The patience factor is extremely high when it comes to caring for a parent. When my kids were young and I was seen around town taking all 6 of them shopping or to functions all by myself (my husband being a dairy farmer wasn't often available for during the day activities) observers would automatically assume that I had far more patience than the average mom. After all why else would I be able to cart all these kids round and keep order without seeming to lose my sanity? Little did those onlookers know that sanity is one of the things a mother checks at the door of the labor and delivery suite when she has her first child. But I digress.
Patience is not something that I possess in abundance. I don't even have a little bit of it. Humor, scads, patience, not a wit! The key to raising all those kids was to keep in mind that they were learning, little by little, what was expected of them. Lessons are never learned on the first try so it was easy to try again the next day, and the next, and so on until they left home. Caring for a parent is a whole different ball of wax!
Everyday I have a new mantra as a I care for my mother; she has no clue! Wipe away from your mind any memories of the fastidious, controlled, and proper woman that raised you I keep telling myself. She's gone somewhere into the mist. What has been left is a woman who doesn't know the rules of common sense, isn't going to learn them, and doesn't give a hoot.

> _Given material_
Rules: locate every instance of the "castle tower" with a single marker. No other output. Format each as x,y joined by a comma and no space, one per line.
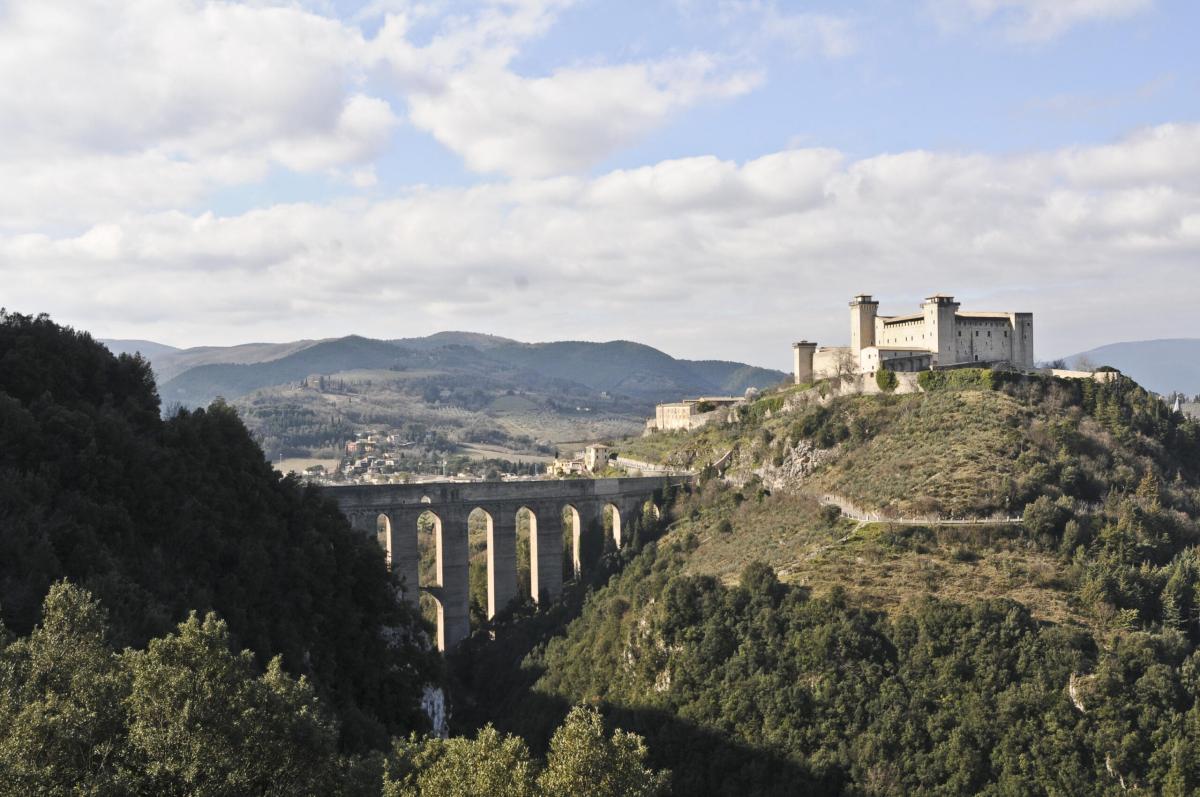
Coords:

> _Apply what you read_
**A.** Decide whether each statement agrees with the essay on caring for a parent. Answer yes or no, and quote the words of the essay that settle it.
(i) The writer raised six children.
(ii) The writer considers herself a very patient person.
(iii) The writer expects her mother to learn the rules of common sense.
**B.** Summarize the essay on caring for a parent in two sentences.
**C.** Write the next paragraph of the essay on caring for a parent, starting after its final sentence.
The material shown above is separate from the essay on caring for a parent.

> _Results of the tasks_
**A.**
(i) Yes: "taking all 6 of them shopping or to functions all by myself."
(ii) No: "Patience is not something that I possess in abundance."
(iii) No: "isn't going to learn them."

**B.** Onlookers assumed the writer had great patience because she managed six children alone, but she says she has humor rather than patience and got by because children learn little by little. Caring for her mother is different, since the careful, proper woman who raised her is gone and has been replaced by someone who lacks common sense, won't learn it, and doesn't care.

**C.**
Before I go any further, while this may sound sad, and in a way it is, sad is not what I am. Amused, yes, fascinated, you bet, but sad not really. Everyday I wake with the remembrance that biology is doing its darndest to cheat my mother of everything that she was and I am here to make that journey as easy and pleasant as possible.
So when she goes through a roll of toilet paper a day just because she can and every box of tissues in the house have to be put up high so that they are available if you have a legitimate need I just remind myself that the lessons are there for me to learn and God gave her to me to be the teacher. Only this time there will be no more spankings with a wooden spoon and she can't ground me for minor infractions.
Today I am refusing to be depressed because we have to "mom proof" the house for her own good and once again all of her underthings have to be washed because she feels the need to wear them all at once I will spend the day thanking God for washers and dryers. I think that I need to get out my volumes about Mother Theresa and reread them and remember that though my mother is not materially poor, in her present state she might be considered one of "the poorest of the poor."